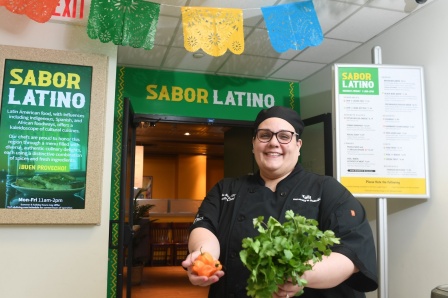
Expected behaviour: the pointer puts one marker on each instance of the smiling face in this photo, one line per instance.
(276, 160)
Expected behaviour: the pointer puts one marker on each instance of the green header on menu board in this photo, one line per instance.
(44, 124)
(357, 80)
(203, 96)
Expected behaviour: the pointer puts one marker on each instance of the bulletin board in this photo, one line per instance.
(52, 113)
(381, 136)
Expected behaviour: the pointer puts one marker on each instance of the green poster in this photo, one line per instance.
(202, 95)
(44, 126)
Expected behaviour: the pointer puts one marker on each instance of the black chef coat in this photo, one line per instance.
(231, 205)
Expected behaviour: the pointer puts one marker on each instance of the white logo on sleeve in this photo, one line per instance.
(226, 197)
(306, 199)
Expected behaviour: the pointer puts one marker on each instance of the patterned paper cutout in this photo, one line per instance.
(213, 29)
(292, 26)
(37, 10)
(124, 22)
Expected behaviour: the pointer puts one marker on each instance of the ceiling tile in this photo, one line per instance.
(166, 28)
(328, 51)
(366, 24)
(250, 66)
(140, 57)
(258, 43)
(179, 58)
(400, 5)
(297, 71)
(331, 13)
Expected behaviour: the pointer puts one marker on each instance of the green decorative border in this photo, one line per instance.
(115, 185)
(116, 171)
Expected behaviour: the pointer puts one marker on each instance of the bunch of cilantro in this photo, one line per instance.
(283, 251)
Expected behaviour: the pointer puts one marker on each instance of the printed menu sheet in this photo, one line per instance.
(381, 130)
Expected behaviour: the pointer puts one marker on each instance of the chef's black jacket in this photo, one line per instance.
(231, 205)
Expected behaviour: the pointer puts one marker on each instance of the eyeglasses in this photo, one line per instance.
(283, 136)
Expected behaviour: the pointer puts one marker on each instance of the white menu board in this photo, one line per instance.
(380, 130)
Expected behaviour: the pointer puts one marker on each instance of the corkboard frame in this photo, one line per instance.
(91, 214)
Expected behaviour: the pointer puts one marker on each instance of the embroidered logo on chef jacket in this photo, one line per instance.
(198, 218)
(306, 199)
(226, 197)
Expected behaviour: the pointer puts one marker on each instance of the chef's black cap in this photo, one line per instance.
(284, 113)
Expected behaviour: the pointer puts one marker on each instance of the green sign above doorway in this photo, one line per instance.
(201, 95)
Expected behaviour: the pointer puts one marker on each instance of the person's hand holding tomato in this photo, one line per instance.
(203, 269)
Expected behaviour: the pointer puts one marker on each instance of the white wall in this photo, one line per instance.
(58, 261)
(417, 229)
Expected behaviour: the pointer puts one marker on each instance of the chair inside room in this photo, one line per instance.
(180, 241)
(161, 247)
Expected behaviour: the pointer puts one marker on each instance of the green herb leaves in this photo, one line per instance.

◆ **To do**
Skip the pictures, then retype every line above exactly.

◆ **Task result**
Expected behaviour: the pointer puts one marker on each instance of the smiling face in this photo, one line per instance.
(276, 160)
Expected behaviour: the pointer puts one marker on each instance of the green header on menu board in this photo, one line per instance.
(44, 124)
(357, 80)
(203, 96)
Expected behaviour: the pointer puts one marker on each instance of the bulletin board in this photo, one line per instance.
(52, 113)
(381, 136)
Expected behaviour: the pointer puts one marker on each instance of the green poster in this photo, one line per instance.
(202, 95)
(44, 126)
Expected behaviour: the pointer puts one marker on each instance of the black chef coat in this photo, one line per instance.
(231, 205)
Expected behaviour: the pointer puts one marker on each instance of the white logo on sleeve in this photo, one line per instance.
(226, 197)
(306, 199)
Expected behaviour: the pointer puts one marker on each instance of the patterned paper cutout in this photo, one line per instance.
(213, 29)
(292, 26)
(37, 10)
(124, 22)
Expected behaviour: the pointer puts one marker on each instance of the ceiling tile in this photo, one line per instance.
(166, 28)
(328, 51)
(366, 24)
(250, 66)
(140, 57)
(258, 43)
(179, 58)
(400, 5)
(297, 71)
(331, 13)
Expected behaviour: the pointer puts one marker on each instance of the green decorative border in this photo, one line per instance.
(115, 185)
(116, 171)
Expected behaviour: the pointer puts one marker on each instance of the bunch of cilantro in this photo, one line per instance.
(283, 251)
Expected behaviour: the pointer puts one marker on each instance of the printed menu sheet in this photo, one line per instance.
(381, 130)
Expected behaviour: the pointer puts one marker on each instance of the chef's black jacket in this photo, one line per instance.
(231, 205)
Expected behaviour: the pointer puts one marker on each instance of the eyeglasses in this photo, one line per instance.
(283, 136)
Expected behaviour: the pointer puts one marker on each instance of the white menu board in this photo, one line per instance.
(380, 130)
Expected behaviour: the pointer puts one marker on each instance of the corkboard frame in this photo, one line per instance.
(91, 214)
Expected behaviour: the pointer puts one marker on each instance of the embroidered logo on chef jacket in this photo, one line per instance.
(198, 218)
(306, 199)
(226, 197)
Expected behaviour: the pointer puts one marker on each instance of the chef's black cap in this photo, one line per instance.
(284, 113)
Expected behaviour: the pointer puts one marker on each instance of the green sign above doorway in this photo, one line per instance.
(201, 95)
Expected behaviour: the pointer puts one marker on each instance of the person's hand holding tomato in this photo, one line per instance.
(203, 269)
Expected behaviour: the pointer puts one marker on each instance of the white wall in this photo, one line per instance.
(58, 261)
(417, 229)
Expected behaviour: the pointer puts one marker on each instance of the chair inside room in this photo, one line per instance.
(180, 241)
(161, 247)
Expected behaviour: the pointer puts one marker on each instance of the green herb leaves in this photo, one line per instance.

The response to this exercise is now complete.